→ **REQUIREMENT**:
Render the lines running from the one containing "drop a dot on every instance of the dark" up to and including the last line of the items as a numbered list, omitting blank lines.

(Annotation data for object locations)

══════════

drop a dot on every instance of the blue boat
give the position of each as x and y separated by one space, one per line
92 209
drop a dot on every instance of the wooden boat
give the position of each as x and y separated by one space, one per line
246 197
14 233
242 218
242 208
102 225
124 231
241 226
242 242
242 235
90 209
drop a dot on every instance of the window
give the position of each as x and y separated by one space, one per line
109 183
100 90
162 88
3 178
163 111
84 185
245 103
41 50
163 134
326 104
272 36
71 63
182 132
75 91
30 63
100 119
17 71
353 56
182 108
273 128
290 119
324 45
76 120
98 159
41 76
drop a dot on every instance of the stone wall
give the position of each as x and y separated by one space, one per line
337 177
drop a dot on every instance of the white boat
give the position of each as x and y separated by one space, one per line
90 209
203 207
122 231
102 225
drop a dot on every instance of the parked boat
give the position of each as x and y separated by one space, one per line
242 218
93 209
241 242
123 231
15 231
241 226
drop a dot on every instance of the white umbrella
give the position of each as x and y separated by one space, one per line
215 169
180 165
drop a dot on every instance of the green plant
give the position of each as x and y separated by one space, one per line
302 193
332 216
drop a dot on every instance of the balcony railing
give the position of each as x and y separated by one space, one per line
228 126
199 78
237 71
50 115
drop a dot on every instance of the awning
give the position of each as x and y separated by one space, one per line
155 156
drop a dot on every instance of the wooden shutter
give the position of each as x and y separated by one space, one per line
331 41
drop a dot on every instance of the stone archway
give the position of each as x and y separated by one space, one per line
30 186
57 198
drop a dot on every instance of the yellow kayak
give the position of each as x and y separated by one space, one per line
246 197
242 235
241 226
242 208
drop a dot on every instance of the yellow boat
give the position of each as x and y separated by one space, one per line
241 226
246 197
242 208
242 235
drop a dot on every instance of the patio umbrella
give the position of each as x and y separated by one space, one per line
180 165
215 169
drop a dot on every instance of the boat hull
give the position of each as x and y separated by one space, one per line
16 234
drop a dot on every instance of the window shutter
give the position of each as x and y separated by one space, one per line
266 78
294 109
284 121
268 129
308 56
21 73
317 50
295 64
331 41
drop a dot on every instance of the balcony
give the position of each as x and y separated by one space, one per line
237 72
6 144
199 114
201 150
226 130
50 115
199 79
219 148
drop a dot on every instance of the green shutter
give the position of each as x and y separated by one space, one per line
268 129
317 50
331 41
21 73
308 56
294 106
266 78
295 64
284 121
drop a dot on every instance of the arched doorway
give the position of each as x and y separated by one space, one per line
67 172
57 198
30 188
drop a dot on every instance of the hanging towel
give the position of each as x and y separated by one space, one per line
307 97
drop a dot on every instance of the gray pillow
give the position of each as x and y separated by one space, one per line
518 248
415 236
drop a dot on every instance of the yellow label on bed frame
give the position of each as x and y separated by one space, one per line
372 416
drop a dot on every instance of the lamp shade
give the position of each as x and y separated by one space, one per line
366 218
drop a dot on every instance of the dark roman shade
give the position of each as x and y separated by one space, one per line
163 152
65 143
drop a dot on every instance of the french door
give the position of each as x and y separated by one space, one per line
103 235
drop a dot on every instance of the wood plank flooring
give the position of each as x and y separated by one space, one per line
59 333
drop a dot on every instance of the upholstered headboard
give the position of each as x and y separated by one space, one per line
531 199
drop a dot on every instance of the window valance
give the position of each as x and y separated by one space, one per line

══════════

→ **THE RESPONSE**:
1. drop a dot on every instance of the dark roman shade
2. give the position of each as x and y separated by one space, one per line
3. 163 152
4. 65 143
5. drop a dot on every instance of the french door
6. give the position of each as x and y separated by one space, one per line
7. 103 235
8. drop a dot on every instance of the wood plank flooring
9. give the position of each as x and y separated by one space, one per line
10. 59 333
11. drop a dot on every instance of the upholstered headboard
12. give the position of each as x and y separated by one space, one per line
13. 531 199
14. drop a dot on every instance of the window valance
15. give the position of each as x and y separated by one space, one per line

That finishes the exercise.